Exercise directions:
Could you give back the records exactly, taking out the pictures?

Image point grounding data:

******************************

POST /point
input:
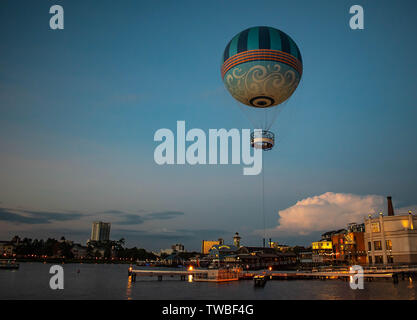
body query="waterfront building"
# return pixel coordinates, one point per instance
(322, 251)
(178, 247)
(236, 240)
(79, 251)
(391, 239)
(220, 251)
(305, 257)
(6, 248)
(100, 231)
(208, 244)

******************************

Reply to the exercise:
POST /point
input:
body query="waterfront building"
# return pixel coordinates, one point per instance
(322, 251)
(178, 247)
(236, 240)
(79, 251)
(391, 239)
(220, 251)
(305, 257)
(6, 248)
(100, 231)
(208, 244)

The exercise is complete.